- [JOB]
Gather every line in the data below that contains the word "black". Copy each of those lines in full.

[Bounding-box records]
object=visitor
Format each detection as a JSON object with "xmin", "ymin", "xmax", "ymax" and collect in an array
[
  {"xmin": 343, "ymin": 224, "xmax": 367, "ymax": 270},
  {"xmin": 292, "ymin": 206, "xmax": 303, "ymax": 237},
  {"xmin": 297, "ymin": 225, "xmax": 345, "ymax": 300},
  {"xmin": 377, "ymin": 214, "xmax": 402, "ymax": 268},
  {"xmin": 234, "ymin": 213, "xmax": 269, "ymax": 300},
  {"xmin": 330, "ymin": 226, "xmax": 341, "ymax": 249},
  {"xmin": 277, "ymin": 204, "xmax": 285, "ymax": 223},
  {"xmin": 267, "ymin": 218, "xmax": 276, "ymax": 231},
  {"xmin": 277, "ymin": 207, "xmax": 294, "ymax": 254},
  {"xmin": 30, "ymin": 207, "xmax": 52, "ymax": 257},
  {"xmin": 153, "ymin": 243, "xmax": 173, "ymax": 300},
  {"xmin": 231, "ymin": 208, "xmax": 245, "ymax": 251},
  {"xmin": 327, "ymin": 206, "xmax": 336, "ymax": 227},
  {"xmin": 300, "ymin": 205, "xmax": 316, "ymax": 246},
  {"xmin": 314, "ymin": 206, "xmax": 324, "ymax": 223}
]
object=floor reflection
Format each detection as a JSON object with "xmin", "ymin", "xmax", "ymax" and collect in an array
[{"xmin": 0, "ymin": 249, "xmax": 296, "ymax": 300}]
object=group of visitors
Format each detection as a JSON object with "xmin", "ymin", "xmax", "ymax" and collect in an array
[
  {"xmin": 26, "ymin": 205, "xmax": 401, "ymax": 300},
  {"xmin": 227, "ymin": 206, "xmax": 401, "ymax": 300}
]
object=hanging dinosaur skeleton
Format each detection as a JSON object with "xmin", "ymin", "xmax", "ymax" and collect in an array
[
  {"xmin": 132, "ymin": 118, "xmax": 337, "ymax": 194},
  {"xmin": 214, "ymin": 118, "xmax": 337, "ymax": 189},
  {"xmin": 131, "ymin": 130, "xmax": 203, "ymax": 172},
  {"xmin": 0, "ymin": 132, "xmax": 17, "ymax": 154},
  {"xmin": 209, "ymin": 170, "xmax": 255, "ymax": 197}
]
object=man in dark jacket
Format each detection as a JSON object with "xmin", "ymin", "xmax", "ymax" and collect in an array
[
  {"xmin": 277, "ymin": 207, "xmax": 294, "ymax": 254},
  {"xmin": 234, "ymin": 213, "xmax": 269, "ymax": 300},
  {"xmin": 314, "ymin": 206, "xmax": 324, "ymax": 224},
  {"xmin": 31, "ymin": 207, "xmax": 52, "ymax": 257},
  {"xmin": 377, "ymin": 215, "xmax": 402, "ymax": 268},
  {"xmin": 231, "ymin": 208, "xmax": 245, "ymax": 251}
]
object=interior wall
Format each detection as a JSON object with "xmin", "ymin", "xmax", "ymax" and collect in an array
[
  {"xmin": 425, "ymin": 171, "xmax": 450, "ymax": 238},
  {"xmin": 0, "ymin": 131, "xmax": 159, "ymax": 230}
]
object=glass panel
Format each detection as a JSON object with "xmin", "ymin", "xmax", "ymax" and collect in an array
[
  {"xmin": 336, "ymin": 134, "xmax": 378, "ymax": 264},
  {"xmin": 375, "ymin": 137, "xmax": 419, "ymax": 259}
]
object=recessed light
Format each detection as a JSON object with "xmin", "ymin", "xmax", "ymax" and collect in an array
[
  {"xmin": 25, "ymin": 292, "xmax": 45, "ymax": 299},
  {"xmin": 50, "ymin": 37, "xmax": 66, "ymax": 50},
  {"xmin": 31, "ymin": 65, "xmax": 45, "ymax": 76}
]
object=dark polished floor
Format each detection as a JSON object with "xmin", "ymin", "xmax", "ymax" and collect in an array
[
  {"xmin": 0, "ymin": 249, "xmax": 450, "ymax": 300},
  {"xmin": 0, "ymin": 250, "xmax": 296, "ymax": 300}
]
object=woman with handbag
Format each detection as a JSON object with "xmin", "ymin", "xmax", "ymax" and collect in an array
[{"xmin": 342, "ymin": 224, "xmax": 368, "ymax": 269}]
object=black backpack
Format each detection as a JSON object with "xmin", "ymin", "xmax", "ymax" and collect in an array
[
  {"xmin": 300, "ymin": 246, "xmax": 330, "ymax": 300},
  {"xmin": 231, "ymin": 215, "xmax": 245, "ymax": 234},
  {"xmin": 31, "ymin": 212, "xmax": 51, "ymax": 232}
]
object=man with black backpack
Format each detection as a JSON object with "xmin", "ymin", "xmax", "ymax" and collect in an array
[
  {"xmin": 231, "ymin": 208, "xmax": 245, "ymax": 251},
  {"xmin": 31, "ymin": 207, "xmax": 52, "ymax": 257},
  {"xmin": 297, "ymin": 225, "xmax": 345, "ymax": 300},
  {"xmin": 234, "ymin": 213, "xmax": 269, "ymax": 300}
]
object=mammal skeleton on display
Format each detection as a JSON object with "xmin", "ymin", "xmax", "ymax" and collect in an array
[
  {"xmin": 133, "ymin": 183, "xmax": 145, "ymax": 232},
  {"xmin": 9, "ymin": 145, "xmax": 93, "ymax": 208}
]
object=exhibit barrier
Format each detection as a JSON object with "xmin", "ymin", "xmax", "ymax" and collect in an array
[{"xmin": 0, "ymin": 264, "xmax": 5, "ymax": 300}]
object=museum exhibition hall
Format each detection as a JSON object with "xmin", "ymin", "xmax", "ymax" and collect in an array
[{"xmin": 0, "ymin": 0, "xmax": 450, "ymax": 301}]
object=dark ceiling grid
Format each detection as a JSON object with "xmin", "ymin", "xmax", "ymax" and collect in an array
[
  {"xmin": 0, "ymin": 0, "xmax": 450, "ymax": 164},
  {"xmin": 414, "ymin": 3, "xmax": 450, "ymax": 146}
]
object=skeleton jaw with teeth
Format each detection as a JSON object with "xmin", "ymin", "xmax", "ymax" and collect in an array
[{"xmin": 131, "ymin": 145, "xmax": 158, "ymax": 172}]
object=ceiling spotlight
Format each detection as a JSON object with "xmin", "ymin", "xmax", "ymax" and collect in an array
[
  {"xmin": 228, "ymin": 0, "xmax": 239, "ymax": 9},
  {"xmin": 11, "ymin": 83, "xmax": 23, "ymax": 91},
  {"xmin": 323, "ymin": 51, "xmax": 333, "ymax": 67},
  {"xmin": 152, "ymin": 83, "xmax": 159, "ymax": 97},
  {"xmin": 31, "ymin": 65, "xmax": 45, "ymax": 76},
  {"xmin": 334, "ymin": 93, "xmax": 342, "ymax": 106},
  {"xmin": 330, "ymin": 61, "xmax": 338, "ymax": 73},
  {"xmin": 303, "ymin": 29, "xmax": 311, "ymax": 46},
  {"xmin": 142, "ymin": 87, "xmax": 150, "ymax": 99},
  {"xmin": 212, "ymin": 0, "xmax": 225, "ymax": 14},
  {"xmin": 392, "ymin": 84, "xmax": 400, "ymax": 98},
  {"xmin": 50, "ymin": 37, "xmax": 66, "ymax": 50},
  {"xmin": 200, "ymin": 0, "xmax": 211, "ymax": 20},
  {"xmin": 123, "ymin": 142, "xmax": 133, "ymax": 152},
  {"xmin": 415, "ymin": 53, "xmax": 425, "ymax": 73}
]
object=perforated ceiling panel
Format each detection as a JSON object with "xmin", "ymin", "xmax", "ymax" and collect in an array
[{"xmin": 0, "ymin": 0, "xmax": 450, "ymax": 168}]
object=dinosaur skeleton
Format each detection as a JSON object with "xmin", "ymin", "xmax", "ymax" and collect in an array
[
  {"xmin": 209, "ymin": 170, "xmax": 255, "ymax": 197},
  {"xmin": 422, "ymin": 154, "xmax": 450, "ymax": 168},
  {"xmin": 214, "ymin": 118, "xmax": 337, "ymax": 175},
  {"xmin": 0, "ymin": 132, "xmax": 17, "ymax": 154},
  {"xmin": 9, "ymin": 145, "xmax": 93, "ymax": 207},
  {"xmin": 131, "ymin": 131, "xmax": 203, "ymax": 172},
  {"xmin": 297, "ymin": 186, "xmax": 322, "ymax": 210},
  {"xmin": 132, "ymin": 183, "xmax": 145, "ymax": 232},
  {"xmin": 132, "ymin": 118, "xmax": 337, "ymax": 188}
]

---

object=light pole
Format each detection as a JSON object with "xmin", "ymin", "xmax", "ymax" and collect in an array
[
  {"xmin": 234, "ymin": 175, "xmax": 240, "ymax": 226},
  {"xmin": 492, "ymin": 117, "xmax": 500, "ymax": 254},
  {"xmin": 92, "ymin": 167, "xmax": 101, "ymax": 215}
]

==

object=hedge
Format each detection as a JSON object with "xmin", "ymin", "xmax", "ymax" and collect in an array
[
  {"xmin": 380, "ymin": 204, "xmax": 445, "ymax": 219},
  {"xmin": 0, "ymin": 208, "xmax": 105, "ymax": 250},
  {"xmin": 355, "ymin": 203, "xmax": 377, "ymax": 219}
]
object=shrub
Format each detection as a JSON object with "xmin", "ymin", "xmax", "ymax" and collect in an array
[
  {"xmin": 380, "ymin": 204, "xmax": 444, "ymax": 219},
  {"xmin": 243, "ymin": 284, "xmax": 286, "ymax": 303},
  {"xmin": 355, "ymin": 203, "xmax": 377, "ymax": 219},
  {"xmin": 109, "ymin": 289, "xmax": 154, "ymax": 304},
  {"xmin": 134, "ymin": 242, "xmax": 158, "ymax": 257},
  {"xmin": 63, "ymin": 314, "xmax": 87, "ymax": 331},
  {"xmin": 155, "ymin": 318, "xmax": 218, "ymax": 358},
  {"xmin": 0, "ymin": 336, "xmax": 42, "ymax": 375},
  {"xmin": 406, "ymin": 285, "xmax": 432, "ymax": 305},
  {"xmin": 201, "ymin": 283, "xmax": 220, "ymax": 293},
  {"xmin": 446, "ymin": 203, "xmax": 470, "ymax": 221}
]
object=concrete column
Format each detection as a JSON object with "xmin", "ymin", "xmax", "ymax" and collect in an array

- [SOLUTION]
object=black backpack
object=man with black backpack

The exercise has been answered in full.